#### [REQUIRED WORK]
For each record that follows, restate the text exactly and drop the pictures.

#### [RECORD SET]
◆ ◆ ◆ ◆
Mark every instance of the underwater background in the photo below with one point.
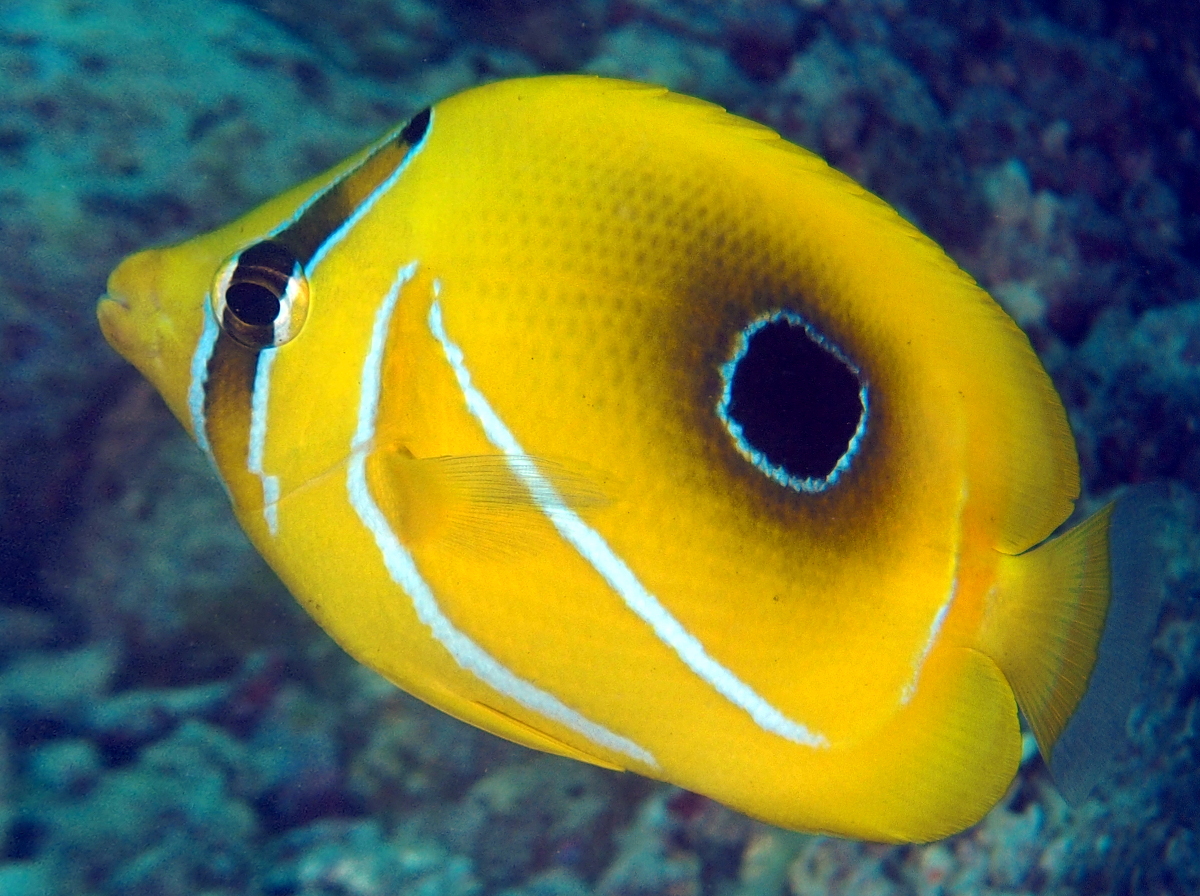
(172, 722)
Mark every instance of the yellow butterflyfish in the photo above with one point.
(618, 426)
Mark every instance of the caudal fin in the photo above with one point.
(1071, 630)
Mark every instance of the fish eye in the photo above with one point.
(793, 403)
(261, 295)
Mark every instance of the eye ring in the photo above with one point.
(261, 296)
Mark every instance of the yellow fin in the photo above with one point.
(1091, 591)
(490, 504)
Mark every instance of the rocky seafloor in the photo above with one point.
(171, 722)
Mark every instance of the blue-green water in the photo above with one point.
(172, 723)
◆ ◆ ◆ ◆
#### [EXERCISE RESULT]
Mark every instance of the underwater background in the photo below with one point.
(172, 722)
Mark every instance of the yellow butterflyfish in the photo above with one point.
(618, 426)
Mark every instance of the caudal fin in the photo above with one point.
(1071, 630)
Mark every instance of the fish eye in the photo above with one point.
(793, 403)
(261, 295)
Mark every instance of the eye ring in the photo above with one point.
(261, 296)
Mark every instance of the yellow fin in the photo above with one point.
(1091, 591)
(490, 504)
Mark every instance of the rocky seafloor in the photo above with one point.
(171, 722)
Mark every instance of the blue-green water in the photo above with one point.
(172, 723)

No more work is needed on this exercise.